Request:
Please locate each line in the rows below that contains the string "fabric", with case counting, and copy those lines out.
**** Records for this task ****
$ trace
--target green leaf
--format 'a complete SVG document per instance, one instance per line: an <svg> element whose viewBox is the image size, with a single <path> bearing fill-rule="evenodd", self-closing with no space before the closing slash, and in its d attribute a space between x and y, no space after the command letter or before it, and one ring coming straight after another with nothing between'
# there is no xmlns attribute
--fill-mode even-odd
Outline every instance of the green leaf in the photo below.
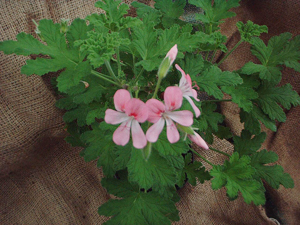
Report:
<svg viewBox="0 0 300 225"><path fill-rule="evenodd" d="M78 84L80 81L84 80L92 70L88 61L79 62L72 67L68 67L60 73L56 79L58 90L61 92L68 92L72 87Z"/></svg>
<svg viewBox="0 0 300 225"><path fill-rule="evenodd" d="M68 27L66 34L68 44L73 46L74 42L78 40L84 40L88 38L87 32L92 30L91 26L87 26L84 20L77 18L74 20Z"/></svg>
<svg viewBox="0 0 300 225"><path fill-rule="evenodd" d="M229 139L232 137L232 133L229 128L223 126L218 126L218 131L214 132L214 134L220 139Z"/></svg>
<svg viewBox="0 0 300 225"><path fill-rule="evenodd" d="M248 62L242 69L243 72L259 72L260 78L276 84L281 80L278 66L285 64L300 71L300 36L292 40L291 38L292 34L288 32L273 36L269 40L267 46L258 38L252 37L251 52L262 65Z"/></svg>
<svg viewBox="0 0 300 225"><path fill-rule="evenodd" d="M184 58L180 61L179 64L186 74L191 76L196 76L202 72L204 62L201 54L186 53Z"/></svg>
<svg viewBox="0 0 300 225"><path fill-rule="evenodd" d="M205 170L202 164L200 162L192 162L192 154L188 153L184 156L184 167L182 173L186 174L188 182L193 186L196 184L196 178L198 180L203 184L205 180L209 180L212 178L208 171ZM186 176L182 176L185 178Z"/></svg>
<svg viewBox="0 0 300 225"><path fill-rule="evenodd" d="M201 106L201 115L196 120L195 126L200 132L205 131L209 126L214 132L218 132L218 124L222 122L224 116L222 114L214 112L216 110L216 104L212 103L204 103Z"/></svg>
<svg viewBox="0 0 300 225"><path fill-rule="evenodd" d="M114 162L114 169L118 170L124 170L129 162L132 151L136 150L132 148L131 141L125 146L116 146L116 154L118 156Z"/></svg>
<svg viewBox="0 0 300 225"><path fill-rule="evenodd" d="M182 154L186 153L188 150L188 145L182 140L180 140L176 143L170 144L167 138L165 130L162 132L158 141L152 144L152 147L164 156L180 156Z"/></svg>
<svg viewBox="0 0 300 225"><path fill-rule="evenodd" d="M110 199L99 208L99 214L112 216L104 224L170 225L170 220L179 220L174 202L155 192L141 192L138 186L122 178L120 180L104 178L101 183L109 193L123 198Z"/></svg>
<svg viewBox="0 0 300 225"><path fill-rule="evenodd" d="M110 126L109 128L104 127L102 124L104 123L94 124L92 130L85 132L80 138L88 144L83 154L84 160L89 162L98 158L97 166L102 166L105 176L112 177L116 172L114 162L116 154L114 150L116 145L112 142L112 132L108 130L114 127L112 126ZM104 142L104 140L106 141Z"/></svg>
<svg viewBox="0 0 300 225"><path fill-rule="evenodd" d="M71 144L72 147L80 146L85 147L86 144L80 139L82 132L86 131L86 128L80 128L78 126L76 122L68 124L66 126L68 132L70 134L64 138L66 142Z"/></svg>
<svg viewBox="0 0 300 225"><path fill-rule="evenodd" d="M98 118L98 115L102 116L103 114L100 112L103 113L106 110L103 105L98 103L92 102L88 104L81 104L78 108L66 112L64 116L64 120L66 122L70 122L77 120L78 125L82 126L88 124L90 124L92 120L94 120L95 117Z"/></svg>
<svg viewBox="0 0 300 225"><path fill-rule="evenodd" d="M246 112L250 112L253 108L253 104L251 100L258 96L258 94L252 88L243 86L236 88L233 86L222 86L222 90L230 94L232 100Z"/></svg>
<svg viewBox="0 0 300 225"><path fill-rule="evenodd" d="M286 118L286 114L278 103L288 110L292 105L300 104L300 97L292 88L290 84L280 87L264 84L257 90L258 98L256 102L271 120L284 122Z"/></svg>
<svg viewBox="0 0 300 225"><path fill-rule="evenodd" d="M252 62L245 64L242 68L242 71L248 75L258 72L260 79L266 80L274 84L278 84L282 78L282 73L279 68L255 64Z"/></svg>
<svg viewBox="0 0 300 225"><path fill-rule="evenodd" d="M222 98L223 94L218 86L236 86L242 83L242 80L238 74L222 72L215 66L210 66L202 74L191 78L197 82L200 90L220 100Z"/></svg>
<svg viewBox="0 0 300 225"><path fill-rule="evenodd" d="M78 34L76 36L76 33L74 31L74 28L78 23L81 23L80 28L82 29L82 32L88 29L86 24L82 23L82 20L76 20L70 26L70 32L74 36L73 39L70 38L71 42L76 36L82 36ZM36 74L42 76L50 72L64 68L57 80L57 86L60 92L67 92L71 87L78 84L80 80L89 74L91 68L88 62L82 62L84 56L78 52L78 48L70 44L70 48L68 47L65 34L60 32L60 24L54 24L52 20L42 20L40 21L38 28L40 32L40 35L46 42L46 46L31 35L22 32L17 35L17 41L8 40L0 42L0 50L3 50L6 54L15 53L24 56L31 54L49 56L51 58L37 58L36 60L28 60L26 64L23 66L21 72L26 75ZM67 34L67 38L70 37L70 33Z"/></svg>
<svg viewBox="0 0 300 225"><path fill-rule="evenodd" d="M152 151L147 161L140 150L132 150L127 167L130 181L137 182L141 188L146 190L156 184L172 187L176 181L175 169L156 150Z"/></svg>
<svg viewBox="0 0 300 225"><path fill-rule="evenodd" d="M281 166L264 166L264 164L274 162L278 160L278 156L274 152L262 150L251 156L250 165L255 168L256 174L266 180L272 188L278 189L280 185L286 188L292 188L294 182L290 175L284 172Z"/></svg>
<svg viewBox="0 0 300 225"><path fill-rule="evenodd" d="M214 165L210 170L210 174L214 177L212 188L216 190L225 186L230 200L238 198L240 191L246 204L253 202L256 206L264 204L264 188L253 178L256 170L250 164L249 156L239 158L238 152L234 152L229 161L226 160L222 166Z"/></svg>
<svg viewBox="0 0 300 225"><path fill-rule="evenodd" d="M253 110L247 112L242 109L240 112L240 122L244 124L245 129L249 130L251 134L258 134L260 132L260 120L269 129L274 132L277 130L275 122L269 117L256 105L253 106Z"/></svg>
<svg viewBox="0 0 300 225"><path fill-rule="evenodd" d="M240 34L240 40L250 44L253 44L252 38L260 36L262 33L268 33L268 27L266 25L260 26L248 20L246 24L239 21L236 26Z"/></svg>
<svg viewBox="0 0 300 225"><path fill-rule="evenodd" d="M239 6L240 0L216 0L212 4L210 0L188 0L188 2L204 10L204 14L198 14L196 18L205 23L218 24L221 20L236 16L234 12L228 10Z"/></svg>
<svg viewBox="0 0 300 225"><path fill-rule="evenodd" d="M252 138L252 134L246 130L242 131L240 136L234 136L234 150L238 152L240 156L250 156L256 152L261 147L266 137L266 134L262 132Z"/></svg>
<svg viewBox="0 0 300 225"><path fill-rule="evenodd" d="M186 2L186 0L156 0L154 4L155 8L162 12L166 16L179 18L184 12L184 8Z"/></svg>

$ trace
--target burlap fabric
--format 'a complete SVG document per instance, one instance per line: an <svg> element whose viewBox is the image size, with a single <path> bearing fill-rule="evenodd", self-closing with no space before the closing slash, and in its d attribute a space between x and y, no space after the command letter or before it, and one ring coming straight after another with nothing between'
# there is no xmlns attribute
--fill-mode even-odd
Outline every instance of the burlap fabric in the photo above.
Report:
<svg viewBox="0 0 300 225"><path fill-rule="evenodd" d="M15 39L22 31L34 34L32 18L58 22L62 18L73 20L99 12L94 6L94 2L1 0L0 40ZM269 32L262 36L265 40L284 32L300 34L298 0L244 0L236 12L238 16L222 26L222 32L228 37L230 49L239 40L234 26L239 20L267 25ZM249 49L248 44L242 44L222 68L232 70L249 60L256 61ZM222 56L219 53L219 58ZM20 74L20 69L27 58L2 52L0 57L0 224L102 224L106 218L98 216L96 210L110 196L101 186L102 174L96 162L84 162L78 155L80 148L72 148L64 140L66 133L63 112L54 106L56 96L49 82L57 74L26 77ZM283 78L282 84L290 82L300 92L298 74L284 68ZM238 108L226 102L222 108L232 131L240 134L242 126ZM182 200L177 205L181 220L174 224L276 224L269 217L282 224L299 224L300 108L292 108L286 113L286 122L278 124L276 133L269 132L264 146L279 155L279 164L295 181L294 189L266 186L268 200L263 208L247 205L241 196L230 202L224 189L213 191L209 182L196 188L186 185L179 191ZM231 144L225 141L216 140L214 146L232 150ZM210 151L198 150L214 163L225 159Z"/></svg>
****
Solution to the exercise:
--target burlap fabric
Outline every instance of the burlap fabric in the photo above.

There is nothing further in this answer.